ページ本文 =>
○ ○ ○ ○ ○

「グローバル・コンパクト・セッション」スピーカー:野村彰男さん・甲賀聖士さん

【はじめに:前川昭平(国連と班ビジネス幹事)】

1.国連グローバルコンパクトとは
  10原則の紹介

人権原則1: 人権擁護の支持と尊重
原則2: 人権侵害への非加担
労働原則3: 組合結成と団体交渉権の実効化
原則4: 強制労働の排除
原則5: 児童労働の実効的な排除
原則6: 雇用と職業の差別撤廃
環境原則7: 環境問題の予防的アプローチ
原則8: 環境に対する責任のイニシアティブ
原則9: 環境にやさしい技術の開発と普及
腐敗防止原則10: 強要・賄賂等の腐敗防止の取組み
(参考:国連グローバル・コンパクトとは http://ungcjn.org/gc/index.html)

会場の国連GC認知度は8割ほどであった。

2.本日の登壇者紹介

  グローバル・コンパクト・ネットワーク・ジャパン理事長 野村 彰男氏  
  昭和女子大学現代ビジネス研究所 甲賀 聖士氏

【講演①:野村 彰男氏】

1.自己紹介

GCNJ理事野村さん:元朝日新聞記者 国連広報センターUNIC所長@東京 それまではNYから出向の所長多かったが野村さんの前から日本人所長に。 3年ほど所長務める。UNICの仕事の中でもっぱら企業を相手とするGCの活動はきわめて異質だった。
2.GCNJのあゆみ

経緯:最初の年の加盟企業は一ケタで、広報センターだけでは活動を広めるのは難しいと感じていた。GC誕生の背景には、1990年代を通してグローバル企業が途上国で起こした資源確保のための環境破壊や安い労賃での労働者の搾取、児童労働など人権侵害の問題があった。アナン前国連事務総長は、こうしたビジネスのあり方を放置し、グローバル化の波に乗って成長する国や企業と流れに取り残される国や企業の格差が拡大を続ければ、ナショナリズムやリージョナリズム、テロリズムなどのismの広がりでグローバル市場そのものが立ち行かなくなると危惧し、1999年、ダボスの世界経済フォーラムでビジネスリーダーたちに、「企業は問題を起こす側から問題を解決する側に回って欲しい」と呼びかけのが発端だ。

○ ○ ○ ○ ○

位置特定データ:
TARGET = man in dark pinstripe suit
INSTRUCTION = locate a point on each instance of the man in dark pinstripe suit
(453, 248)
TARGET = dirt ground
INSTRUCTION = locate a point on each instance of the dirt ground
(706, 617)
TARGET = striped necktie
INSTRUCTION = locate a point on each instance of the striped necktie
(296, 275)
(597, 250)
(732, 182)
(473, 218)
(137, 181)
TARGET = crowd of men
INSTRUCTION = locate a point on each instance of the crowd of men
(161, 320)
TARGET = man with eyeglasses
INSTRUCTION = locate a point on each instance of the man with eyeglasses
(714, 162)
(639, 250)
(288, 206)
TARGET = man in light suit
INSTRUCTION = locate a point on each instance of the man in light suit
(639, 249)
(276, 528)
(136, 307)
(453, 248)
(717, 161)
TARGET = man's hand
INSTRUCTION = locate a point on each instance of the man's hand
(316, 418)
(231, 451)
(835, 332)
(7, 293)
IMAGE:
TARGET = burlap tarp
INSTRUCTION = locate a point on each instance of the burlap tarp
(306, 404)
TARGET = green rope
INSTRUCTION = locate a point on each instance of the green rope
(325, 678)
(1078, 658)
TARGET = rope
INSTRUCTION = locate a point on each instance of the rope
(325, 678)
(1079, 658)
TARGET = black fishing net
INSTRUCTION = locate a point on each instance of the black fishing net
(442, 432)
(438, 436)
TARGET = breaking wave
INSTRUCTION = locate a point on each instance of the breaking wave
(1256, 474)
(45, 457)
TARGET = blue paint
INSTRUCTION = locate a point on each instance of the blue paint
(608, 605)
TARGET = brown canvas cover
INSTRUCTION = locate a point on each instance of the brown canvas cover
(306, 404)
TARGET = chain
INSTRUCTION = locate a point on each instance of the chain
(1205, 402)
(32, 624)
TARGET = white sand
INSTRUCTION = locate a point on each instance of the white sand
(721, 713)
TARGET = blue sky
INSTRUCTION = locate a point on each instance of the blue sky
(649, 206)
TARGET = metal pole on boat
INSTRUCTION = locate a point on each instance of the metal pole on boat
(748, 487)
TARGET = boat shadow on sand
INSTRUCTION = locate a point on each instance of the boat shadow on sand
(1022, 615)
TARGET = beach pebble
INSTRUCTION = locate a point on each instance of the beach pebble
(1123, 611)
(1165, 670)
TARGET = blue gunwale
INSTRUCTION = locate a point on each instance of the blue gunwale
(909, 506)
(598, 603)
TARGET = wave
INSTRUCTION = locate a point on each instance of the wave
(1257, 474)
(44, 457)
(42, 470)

○ ○ ○ ○ ○

課題 1 => セッション記録によると、1999年にアナン前国連事務総長がビジネスリーダーたちに呼びかけを行った場はどこですか。
課題 2 => セッション記録の「人権原則1: 人権擁護の支持と尊重」から「gc/index.html)」までを一字一句変えずに書き写してください。
課題 3 => セッション記録の最後の文の後から、続きを書き進めてください。
データは参照しなくてかまいません。

回答 1 => ダボスの世界経済フォーラムです。

回答 2 =>
人権原則1: 人権擁護の支持と尊重
原則2: 人権侵害への非加担
労働原則3: 組合結成と団体交渉権の実効化
原則4: 強制労働の排除
原則5: 児童労働の実効的な排除
原則6: 雇用と職業の差別撤廃
環境原則7: 環境問題の予防的アプローチ
原則8: 環境に対する責任のイニシアティブ
原則9: 環境にやさしい技術の開発と普及
腐敗防止原則10: 強要・賄賂等の腐敗防止の取組み
(参考:国連グローバル・コンパクトとは http://ungcjn.org/gc/index.html)

回答 3 =>
企業の人達とともに活動を広めようと「日本のCSR元年」といわれた2003年にジャパンネットワーク(GCNJ)を設立した。しかし、当時の日本企業は内向きで横並び志向が強く、GC参加にきわめて慎重だった。企業にとって国連が遠い存在だったこともあろう。しかし、UNICを事務局としての活動には限界があり、2008年、富士ゼロックス元社長の有馬利男氏を代表理事として企業主体の活動へとGCNJの組織を拡大強化した。参加企業の協力でスタッフも徐々に充実し、現在では加盟団体が210を数えるまでに至った。
3.GCNJの活動内容について

参加企業・団体のCSR担当者らを中心に分科会活動も活発になり、いまでは14の分科会がそれぞれの分野の専門家を招いて学習したり、各社の実践例を紹介し合ったり、分科会によっては自分たちの学んだ成果を小冊子にまとめて「お役立ちシリーズ」として公開したところもある。それぞれの分科会の規模は15-50名程度。関心が高まっている人権の分科会は「ヒューマンライツ・デューデリジェンス」と「人権教育」の2つになった。今後SDGsに呼応する活動も広がると思う。
各者のCSR担当が集まるだけではビジネスの本流に変化を生めないという問題意識から、マネジメントレベルにも地球規模の課題やビジネスが社会で果たすべき役割について学ぶ機会をつくろうと「明日の経営を考える会」(AKK)をつくった。毎年、15~20数人の規模で企業経営者が推薦する執行役員クラスを集め、毎月一回1年間を通した勉強と議論を重ねてきた。これまで7期が終了し、修了者が約100人になった。異業種の執行役員クラスが長期にわたり様々なテーマで一緒に学び議論する機会は貴重だと喜ばれ、各期ごとの同期会、全体の同窓会組織もできている。当初のAKKでは女性参加者は1人か2人だったが、時代の反映か7期は15人中7人が女性だった。スタートした8期も女性比率は高い。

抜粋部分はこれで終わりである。